CONSIGNE ÉCRITE ->
Relevez et recopiez chacune des lignes ci-dessous qui contient le mot « bottle ».

MATÉRIEL DE TRAVAIL ->

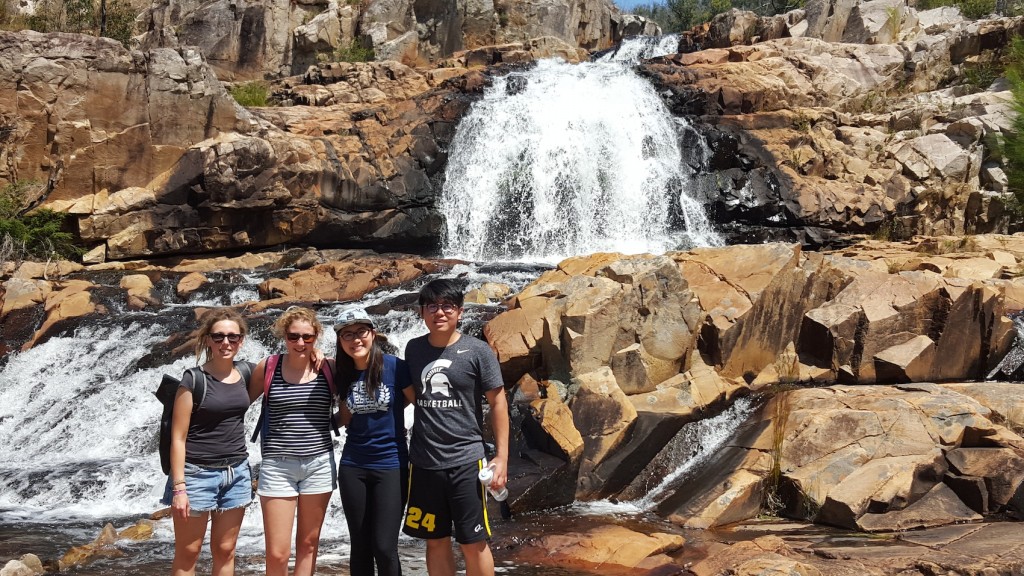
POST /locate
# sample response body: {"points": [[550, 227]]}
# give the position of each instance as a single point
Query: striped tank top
{"points": [[298, 417]]}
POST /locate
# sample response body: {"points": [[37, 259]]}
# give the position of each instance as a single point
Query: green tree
{"points": [[1014, 142], [110, 18], [36, 234]]}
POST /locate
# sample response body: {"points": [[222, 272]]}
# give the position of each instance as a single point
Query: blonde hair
{"points": [[294, 314], [206, 322]]}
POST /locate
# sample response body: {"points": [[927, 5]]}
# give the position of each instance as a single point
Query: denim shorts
{"points": [[214, 488], [282, 477]]}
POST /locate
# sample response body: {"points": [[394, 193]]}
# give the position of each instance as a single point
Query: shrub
{"points": [[353, 52], [973, 9], [38, 234], [120, 22], [251, 93], [1013, 148], [110, 18]]}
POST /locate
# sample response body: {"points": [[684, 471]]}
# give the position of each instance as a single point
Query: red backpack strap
{"points": [[329, 375], [271, 365], [268, 367]]}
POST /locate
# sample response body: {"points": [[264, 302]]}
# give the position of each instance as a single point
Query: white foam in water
{"points": [[709, 436], [564, 160]]}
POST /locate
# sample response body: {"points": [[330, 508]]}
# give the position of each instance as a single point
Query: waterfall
{"points": [[563, 160], [79, 419]]}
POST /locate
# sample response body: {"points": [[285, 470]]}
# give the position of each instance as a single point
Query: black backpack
{"points": [[166, 394]]}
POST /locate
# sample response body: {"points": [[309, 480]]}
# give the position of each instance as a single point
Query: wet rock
{"points": [[20, 293], [102, 546], [343, 281], [603, 415], [765, 553], [139, 289], [1004, 399], [583, 331], [1001, 468], [28, 565], [69, 299], [605, 546], [939, 506], [555, 420], [141, 530], [189, 283]]}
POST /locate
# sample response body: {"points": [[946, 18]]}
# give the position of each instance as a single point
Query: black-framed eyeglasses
{"points": [[446, 307], [349, 336]]}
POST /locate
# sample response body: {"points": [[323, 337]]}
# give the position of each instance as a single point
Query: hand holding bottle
{"points": [[485, 476]]}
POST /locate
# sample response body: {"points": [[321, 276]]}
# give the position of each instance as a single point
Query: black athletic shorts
{"points": [[438, 499]]}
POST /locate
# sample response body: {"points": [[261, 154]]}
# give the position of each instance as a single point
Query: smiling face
{"points": [[356, 340], [441, 319], [300, 337], [225, 331]]}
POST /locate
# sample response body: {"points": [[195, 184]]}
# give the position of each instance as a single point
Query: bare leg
{"points": [[478, 559], [223, 537], [279, 513], [440, 559], [312, 508], [188, 535]]}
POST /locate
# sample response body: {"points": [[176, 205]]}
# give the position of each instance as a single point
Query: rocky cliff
{"points": [[809, 140], [813, 136], [253, 40]]}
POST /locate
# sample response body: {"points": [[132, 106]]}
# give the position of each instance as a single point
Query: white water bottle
{"points": [[485, 475]]}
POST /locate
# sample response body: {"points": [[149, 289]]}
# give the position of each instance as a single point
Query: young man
{"points": [[451, 371]]}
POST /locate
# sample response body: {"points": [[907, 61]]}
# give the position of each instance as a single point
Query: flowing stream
{"points": [[556, 161]]}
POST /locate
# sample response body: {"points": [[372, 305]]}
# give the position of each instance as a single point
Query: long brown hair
{"points": [[206, 323], [296, 314], [347, 372]]}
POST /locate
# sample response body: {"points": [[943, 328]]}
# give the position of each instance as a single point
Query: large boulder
{"points": [[847, 136], [604, 547]]}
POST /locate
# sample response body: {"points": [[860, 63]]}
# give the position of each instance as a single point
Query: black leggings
{"points": [[374, 502]]}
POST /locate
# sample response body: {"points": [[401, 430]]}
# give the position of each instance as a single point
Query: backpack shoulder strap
{"points": [[199, 387], [329, 376], [245, 370], [268, 368]]}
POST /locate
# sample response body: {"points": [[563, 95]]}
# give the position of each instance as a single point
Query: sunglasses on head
{"points": [[446, 307], [349, 336]]}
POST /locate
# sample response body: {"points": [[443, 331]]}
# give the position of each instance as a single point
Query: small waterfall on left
{"points": [[79, 419]]}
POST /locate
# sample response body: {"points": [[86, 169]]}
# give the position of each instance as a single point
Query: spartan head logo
{"points": [[434, 380]]}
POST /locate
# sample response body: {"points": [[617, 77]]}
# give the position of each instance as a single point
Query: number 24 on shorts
{"points": [[413, 520]]}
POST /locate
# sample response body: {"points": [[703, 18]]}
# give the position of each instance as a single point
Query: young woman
{"points": [[374, 462], [210, 474], [297, 476]]}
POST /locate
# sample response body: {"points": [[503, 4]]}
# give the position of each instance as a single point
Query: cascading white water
{"points": [[563, 160], [78, 416]]}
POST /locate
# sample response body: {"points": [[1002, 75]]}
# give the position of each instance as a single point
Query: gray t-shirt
{"points": [[450, 382], [217, 430]]}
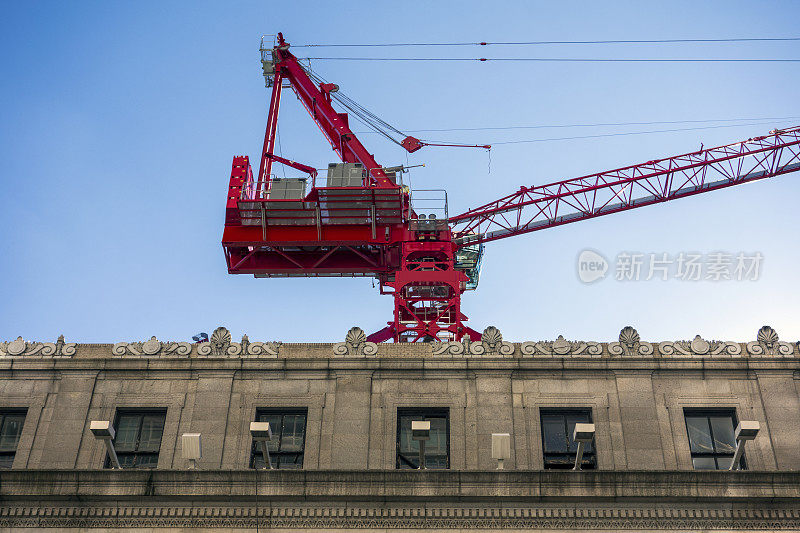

LE RÉSULTAT ->
Query: hand holding bottle
Query: white water bottle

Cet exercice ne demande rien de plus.